Records:
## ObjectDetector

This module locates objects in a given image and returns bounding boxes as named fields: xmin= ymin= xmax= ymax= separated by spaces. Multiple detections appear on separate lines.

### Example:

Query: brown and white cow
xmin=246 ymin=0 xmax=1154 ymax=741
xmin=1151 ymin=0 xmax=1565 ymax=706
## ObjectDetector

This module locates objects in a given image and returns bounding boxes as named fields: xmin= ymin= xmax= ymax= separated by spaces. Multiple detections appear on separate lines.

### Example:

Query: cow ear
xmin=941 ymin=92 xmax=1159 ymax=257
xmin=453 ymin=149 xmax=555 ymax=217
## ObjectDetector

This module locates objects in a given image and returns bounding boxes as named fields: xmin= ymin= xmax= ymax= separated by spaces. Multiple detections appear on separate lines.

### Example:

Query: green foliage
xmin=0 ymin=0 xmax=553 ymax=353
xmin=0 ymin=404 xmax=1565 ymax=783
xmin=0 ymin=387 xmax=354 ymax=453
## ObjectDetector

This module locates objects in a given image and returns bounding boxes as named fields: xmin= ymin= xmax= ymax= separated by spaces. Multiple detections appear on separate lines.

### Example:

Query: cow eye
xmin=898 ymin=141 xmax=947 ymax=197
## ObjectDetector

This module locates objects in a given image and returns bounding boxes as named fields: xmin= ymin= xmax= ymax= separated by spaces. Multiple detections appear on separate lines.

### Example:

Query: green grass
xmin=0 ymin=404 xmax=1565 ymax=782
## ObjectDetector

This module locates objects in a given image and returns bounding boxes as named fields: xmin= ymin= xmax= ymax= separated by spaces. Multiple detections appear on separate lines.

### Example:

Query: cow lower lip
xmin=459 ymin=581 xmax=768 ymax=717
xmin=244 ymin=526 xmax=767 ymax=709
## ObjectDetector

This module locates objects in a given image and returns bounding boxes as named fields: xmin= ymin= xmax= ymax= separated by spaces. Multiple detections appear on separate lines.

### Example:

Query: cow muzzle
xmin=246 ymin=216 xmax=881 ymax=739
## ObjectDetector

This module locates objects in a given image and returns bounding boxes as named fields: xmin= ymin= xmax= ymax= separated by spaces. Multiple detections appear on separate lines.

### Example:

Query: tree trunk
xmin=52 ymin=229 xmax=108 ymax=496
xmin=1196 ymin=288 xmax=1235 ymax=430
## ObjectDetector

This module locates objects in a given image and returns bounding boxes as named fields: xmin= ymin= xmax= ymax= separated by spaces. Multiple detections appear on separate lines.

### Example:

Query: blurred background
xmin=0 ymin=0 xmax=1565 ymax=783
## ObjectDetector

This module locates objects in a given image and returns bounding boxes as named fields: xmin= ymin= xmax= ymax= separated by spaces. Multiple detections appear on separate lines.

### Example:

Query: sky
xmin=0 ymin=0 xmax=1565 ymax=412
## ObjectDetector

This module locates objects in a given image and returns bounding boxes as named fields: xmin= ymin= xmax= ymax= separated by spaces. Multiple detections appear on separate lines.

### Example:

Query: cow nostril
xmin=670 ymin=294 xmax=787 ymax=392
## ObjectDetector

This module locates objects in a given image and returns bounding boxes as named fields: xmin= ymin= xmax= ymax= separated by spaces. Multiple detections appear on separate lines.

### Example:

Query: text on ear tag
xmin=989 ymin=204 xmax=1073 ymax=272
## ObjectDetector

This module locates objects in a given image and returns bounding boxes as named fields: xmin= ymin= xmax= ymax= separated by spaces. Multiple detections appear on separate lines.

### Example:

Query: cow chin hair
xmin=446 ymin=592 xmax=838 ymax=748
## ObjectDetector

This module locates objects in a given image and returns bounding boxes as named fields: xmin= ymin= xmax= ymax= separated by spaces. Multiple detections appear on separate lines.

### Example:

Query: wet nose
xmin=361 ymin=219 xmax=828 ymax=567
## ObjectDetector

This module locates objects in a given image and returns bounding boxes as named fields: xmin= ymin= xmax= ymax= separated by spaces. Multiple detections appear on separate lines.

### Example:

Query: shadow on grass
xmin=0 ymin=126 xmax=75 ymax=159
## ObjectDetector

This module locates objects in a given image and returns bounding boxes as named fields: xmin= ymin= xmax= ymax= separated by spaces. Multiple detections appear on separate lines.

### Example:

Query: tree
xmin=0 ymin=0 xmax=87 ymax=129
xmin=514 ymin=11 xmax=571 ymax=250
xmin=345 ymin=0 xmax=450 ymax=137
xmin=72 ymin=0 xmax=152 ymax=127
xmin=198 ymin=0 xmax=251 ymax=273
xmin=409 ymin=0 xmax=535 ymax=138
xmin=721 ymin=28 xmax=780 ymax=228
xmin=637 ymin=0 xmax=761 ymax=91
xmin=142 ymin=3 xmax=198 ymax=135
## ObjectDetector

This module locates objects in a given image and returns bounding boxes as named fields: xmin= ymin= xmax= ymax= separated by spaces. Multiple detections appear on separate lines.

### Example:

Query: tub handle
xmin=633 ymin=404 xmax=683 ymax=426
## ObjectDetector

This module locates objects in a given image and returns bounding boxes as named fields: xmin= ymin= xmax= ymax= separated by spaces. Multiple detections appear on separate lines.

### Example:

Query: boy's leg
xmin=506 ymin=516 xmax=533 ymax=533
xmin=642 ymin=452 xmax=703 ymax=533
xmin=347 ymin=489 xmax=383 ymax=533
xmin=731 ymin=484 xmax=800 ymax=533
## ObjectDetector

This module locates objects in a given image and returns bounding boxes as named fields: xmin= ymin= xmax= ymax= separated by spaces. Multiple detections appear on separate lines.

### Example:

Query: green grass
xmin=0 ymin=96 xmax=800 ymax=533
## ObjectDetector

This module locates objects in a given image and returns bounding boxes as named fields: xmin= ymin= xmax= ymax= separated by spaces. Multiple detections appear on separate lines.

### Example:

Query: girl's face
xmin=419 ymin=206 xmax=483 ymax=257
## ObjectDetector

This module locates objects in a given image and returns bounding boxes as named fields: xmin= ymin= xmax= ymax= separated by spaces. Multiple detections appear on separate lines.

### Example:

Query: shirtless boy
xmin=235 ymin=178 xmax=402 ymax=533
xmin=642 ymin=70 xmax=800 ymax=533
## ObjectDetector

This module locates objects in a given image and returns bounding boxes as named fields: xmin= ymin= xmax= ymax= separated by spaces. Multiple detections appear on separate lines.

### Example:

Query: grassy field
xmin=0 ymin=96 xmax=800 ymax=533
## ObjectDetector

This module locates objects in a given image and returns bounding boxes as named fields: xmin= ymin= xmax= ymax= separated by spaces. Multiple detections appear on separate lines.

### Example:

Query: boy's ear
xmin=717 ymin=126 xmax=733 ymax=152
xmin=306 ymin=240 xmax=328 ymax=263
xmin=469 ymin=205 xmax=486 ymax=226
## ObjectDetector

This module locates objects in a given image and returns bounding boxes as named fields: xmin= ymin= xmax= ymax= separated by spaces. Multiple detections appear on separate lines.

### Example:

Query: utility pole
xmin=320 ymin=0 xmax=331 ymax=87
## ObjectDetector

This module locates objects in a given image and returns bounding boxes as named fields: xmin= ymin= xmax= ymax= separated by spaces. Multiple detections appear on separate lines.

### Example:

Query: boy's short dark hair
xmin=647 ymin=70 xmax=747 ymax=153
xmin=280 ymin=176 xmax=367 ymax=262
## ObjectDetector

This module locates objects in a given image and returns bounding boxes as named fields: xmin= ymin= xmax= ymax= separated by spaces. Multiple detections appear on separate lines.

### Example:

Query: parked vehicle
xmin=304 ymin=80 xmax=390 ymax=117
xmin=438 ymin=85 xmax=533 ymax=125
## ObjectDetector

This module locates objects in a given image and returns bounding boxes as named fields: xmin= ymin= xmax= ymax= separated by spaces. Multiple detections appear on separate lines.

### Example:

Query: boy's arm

Task statement: Retype the listing above in full, with no alterations.

Correct answer:
## ObjectDetector

This module locates objects in a given image and returns bounding boxes as named fields: xmin= ymin= xmax= ymax= separated by spaces. Multiple detections appear on separate lines.

### Example:

Query: brown and white cow
xmin=246 ymin=0 xmax=1154 ymax=741
xmin=1151 ymin=0 xmax=1565 ymax=706
## ObjectDetector

This module locates objects in a given image and returns bounding boxes as named fields: xmin= ymin= xmax= ymax= separated by spaces. Multiple detections appear on separate lines.

### Example:

Query: cow ear
xmin=941 ymin=92 xmax=1159 ymax=257
xmin=453 ymin=149 xmax=555 ymax=217
## ObjectDetector

This module locates objects in a given image and returns bounding boxes as named fields: xmin= ymin= xmax= ymax= separated by spaces. Multiple detections appear on separate lines.

### Example:

Query: green foliage
xmin=0 ymin=0 xmax=553 ymax=353
xmin=0 ymin=404 xmax=1565 ymax=783
xmin=0 ymin=387 xmax=354 ymax=453
## ObjectDetector

This module locates objects in a given image and returns bounding boxes as named fields: xmin= ymin= xmax= ymax= separated by spaces. Multiple detections appear on separate lines.

### Example:

Query: cow eye
xmin=898 ymin=141 xmax=947 ymax=197
## ObjectDetector

This module locates objects in a given image and returns bounding boxes as named fields: xmin= ymin= xmax= ymax= separated by spaces. Multiple detections appear on separate lines.

### Example:

Query: green grass
xmin=0 ymin=404 xmax=1565 ymax=782
## ObjectDetector

This module locates objects in a given image and returns bounding boxes as named fields: xmin= ymin= xmax= ymax= separated by spaces. Multiple detections appear on separate lines.

### Example:

Query: cow lower lip
xmin=459 ymin=581 xmax=768 ymax=717
xmin=244 ymin=526 xmax=767 ymax=709
## ObjectDetector

This module locates objects in a given image and returns bounding boxes as named fields: xmin= ymin= xmax= ymax= separated by spaces. Multiple detections appear on separate lines.

### Example:

Query: cow muzzle
xmin=246 ymin=216 xmax=881 ymax=739
## ObjectDetector

This module locates objects in a given image and returns bounding boxes as named fields: xmin= ymin= xmax= ymax= separated by spaces. Multiple detections appear on separate lines.

### Example:

Query: tree trunk
xmin=52 ymin=229 xmax=108 ymax=496
xmin=1196 ymin=288 xmax=1235 ymax=430
## ObjectDetector

This module locates objects in a given image and returns bounding boxes as named fields: xmin= ymin= xmax= ymax= separated by spaces. Multiple detections appear on separate lines.

### Example:

Query: blurred background
xmin=0 ymin=0 xmax=1565 ymax=783
## ObjectDetector

This module locates objects in a given image and returns bounding boxes as named fields: xmin= ymin= xmax= ymax= separated by spaces. Multiple detections appear on separate lines.

### Example:

Query: sky
xmin=0 ymin=0 xmax=1565 ymax=412
## ObjectDetector

This module locates objects in a given image and returns bounding boxes as named fields: xmin= ymin= xmax= ymax= separated by spaces. Multiple detections appear on separate lines.

### Example:

Query: cow nostril
xmin=670 ymin=294 xmax=787 ymax=392
## ObjectDetector

This module locates objects in a given image and returns bounding boxes as named fields: xmin= ymin= xmax= ymax= separated by spaces. Multiple detections appear on separate lines.

### Example:

Query: text on ear tag
xmin=989 ymin=204 xmax=1073 ymax=272
## ObjectDetector

This module locates objects in a given image and returns bounding boxes as named fields: xmin= ymin= xmax= ymax= separated by spaces. Multiple detections appear on separate lines.

### Example:

Query: cow chin hair
xmin=446 ymin=592 xmax=838 ymax=748
## ObjectDetector

This module locates objects in a given image and returns bounding boxes as named fields: xmin= ymin= xmax= ymax= separated by spaces. Multiple detections appear on separate lines.

### Example:

Query: wet nose
xmin=361 ymin=219 xmax=828 ymax=567
## ObjectDetector

This module locates objects in a given image and returns bounding boxes as named fields: xmin= ymin= xmax= ymax= separated by spaces. Multiple detections appear on separate lines.

### Example:

Query: shadow on grass
xmin=0 ymin=126 xmax=75 ymax=159
## ObjectDetector

This module locates objects in a given image and returns bounding boxes as named fields: xmin= ymin= xmax= ymax= separated by spaces. Multiple detections appear on separate lines.

### Example:

Query: tree
xmin=0 ymin=0 xmax=87 ymax=129
xmin=514 ymin=11 xmax=571 ymax=250
xmin=345 ymin=0 xmax=450 ymax=137
xmin=72 ymin=0 xmax=152 ymax=127
xmin=198 ymin=0 xmax=251 ymax=273
xmin=409 ymin=0 xmax=535 ymax=138
xmin=721 ymin=28 xmax=780 ymax=228
xmin=637 ymin=0 xmax=761 ymax=91
xmin=142 ymin=3 xmax=198 ymax=135
## ObjectDetector

This module locates objects in a given image and returns bounding boxes as named fields: xmin= ymin= xmax= ymax= separated by spaces. Multiple detections appear on separate lines.

### Example:

Query: tub handle
xmin=633 ymin=404 xmax=683 ymax=426
## ObjectDetector

This module locates objects in a given image and returns bounding boxes as named fields: xmin= ymin= xmax= ymax= separated by spaces. Multiple detections appear on separate lines.

### Example:

Query: boy's leg
xmin=506 ymin=516 xmax=533 ymax=533
xmin=642 ymin=452 xmax=703 ymax=533
xmin=347 ymin=489 xmax=383 ymax=533
xmin=731 ymin=484 xmax=800 ymax=533
## ObjectDetector

This module locates objects in a given image and returns bounding boxes as named fields: xmin= ymin= xmax= ymax= separated by spaces. Multiple detections appear on separate lines.

### Example:

Query: green grass
xmin=0 ymin=96 xmax=800 ymax=533
## ObjectDetector

This module locates objects in a given image and returns bounding boxes as named fields: xmin= ymin= xmax= ymax= separated by spaces. Multiple detections appear on separate lines.

### Example:

Query: girl's face
xmin=419 ymin=206 xmax=483 ymax=257
## ObjectDetector

This module locates objects in a given image and returns bounding boxes as named fields: xmin= ymin= xmax= ymax= separated by spaces. Multiple detections appear on separate lines.

### Example:

Query: shirtless boy
xmin=235 ymin=178 xmax=402 ymax=533
xmin=642 ymin=70 xmax=800 ymax=533
## ObjectDetector

This module locates objects in a given image and returns bounding boxes as named fields: xmin= ymin= xmax= ymax= separated by spaces. Multiple detections appear on separate lines.

### Example:

Query: grassy field
xmin=0 ymin=96 xmax=800 ymax=533
## ObjectDetector

This module locates objects in a given image and returns bounding boxes as named fields: xmin= ymin= xmax= ymax= separated by spaces. Multiple detections appear on separate lines.

### Example:

Query: boy's ear
xmin=717 ymin=126 xmax=733 ymax=152
xmin=306 ymin=240 xmax=328 ymax=263
xmin=469 ymin=205 xmax=486 ymax=226
## ObjectDetector

This module locates objects in a given image and returns bounding boxes as named fields: xmin= ymin= xmax= ymax= separated by spaces. Multiple detections appear on separate lines.

### Example:

Query: utility pole
xmin=320 ymin=0 xmax=331 ymax=87
## ObjectDetector

This module locates objects in a given image and returns bounding boxes as named fields: xmin= ymin= xmax= ymax= separated by spaces. Multiple detections appear on separate lines.

### Example:

Query: boy's short dark hair
xmin=647 ymin=70 xmax=747 ymax=153
xmin=280 ymin=176 xmax=367 ymax=262
## ObjectDetector

This module locates objects in a given image and returns bounding boxes as named fields: xmin= ymin= xmax= ymax= separated by spaces. Multiple detections appear on separate lines.

### Example:

Query: parked vehicle
xmin=304 ymin=80 xmax=390 ymax=117
xmin=438 ymin=85 xmax=533 ymax=125
## ObjectDetector

This module locates objects in a given image and returns bounding boxes as named fields: xmin= ymin= xmax= ymax= separated by spaces. Multiple detections appear on separate lines.

### Example:

Query: boy's arm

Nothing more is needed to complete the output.